▶ TO BE DONE
List every line in the listing below that contains the string "player", matching case exactly.

[Point labeling listing]
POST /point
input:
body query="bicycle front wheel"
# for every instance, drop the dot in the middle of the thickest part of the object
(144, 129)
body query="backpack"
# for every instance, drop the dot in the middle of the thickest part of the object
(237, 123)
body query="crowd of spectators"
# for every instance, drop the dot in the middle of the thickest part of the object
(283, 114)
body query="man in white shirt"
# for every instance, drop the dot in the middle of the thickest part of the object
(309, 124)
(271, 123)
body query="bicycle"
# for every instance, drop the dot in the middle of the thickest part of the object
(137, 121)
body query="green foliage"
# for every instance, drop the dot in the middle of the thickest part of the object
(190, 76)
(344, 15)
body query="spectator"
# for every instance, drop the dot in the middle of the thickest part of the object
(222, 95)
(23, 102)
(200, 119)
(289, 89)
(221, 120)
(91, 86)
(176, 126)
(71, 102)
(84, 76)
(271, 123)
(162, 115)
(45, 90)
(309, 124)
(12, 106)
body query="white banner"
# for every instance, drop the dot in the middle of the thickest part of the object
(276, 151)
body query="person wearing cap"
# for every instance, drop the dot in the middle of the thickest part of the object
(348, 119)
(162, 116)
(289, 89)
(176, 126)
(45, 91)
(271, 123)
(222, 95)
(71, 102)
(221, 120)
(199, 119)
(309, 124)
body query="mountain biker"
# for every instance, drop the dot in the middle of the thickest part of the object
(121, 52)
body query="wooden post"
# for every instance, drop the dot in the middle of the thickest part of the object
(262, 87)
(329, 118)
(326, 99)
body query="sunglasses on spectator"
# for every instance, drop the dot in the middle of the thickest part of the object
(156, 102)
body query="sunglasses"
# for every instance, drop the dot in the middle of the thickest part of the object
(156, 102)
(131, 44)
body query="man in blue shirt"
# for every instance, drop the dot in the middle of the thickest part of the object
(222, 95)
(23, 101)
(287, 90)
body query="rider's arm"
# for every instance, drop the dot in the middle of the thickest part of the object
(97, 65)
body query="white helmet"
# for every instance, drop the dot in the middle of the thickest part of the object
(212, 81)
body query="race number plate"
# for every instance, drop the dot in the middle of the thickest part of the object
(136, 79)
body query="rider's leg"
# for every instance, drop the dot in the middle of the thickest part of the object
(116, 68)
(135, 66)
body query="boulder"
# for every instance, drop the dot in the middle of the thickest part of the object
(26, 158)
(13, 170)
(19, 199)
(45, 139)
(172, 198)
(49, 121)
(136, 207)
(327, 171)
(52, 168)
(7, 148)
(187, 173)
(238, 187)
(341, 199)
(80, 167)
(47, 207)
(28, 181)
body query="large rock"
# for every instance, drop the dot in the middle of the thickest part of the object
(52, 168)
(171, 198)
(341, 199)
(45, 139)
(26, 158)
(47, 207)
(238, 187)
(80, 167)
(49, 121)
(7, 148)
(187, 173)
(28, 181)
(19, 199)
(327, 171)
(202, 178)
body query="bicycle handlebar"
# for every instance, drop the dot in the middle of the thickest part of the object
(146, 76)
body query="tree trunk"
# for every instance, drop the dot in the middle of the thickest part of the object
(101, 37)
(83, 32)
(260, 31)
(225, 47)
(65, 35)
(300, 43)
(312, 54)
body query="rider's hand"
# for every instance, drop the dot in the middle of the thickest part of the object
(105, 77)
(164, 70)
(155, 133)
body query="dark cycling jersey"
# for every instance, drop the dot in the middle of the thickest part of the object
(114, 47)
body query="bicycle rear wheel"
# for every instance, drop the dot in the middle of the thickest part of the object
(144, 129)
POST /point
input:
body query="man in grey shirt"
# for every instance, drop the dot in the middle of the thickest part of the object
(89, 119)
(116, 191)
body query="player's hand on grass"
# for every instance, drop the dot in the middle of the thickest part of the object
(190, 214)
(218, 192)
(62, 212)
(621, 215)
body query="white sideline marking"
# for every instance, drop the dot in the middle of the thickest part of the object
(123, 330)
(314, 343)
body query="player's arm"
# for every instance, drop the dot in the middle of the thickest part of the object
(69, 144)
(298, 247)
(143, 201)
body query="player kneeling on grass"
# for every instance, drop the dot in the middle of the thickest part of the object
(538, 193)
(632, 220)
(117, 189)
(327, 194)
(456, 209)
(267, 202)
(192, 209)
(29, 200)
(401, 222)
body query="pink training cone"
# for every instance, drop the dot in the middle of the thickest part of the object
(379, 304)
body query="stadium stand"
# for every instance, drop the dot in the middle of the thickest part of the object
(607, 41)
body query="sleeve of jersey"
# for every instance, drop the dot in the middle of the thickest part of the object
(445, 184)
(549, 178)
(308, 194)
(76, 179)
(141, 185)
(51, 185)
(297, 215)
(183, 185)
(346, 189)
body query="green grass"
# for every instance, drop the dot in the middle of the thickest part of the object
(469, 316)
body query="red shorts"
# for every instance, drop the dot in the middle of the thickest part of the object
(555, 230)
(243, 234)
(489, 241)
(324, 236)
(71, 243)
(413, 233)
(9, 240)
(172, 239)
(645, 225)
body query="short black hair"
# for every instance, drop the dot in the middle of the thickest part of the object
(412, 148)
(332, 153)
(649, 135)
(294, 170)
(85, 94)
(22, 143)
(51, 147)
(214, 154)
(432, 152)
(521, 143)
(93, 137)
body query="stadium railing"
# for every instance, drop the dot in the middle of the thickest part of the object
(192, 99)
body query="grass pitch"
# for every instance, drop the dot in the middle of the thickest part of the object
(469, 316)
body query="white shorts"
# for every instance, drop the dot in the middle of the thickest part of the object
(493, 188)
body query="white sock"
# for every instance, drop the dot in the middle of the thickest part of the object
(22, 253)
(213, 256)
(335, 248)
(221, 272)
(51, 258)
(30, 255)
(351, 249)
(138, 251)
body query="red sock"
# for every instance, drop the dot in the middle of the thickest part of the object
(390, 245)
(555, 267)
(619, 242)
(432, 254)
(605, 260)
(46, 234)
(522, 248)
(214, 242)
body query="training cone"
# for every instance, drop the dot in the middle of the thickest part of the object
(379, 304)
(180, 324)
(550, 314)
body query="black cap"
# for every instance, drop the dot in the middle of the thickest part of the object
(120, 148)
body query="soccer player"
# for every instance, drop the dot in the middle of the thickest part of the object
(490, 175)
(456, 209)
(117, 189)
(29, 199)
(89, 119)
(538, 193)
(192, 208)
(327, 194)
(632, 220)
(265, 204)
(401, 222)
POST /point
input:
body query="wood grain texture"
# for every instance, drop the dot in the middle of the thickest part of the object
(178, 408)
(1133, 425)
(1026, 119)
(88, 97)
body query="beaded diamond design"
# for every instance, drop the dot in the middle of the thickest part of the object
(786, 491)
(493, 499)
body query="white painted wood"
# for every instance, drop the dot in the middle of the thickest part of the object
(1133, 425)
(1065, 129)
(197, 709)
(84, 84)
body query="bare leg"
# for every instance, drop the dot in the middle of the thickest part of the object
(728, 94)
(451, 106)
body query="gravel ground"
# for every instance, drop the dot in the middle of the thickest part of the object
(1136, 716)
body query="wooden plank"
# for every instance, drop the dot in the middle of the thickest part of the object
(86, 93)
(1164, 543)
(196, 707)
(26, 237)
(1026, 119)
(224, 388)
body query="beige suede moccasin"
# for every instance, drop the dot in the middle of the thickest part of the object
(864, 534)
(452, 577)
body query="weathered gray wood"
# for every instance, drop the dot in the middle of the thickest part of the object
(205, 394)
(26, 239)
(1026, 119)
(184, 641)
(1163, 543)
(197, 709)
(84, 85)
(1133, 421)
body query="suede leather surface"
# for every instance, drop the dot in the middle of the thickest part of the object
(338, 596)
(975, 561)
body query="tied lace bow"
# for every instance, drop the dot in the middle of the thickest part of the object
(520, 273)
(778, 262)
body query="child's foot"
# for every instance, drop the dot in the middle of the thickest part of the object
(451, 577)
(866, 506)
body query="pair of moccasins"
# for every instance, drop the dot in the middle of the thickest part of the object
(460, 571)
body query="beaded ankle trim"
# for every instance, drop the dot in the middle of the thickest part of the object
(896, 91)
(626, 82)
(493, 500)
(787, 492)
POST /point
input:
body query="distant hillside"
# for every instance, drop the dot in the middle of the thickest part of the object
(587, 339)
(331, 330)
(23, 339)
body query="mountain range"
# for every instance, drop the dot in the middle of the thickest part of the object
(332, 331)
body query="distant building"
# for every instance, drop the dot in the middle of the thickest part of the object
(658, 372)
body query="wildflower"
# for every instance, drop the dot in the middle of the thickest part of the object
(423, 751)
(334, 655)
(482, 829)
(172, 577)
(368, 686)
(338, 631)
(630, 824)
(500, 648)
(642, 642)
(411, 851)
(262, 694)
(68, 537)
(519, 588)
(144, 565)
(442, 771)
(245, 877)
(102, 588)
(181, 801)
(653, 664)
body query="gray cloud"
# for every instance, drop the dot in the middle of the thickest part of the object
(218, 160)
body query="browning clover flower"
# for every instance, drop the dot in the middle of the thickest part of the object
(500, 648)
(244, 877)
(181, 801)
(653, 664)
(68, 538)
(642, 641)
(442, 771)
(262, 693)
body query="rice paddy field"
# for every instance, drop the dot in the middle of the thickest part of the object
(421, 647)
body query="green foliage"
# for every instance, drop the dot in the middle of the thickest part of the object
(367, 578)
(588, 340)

▶ RESPONSE FOR THIS EXERCISE
body query="player's hand on grass"
body query="player's arm"
body query="player kneeling on grass"
body query="soccer player"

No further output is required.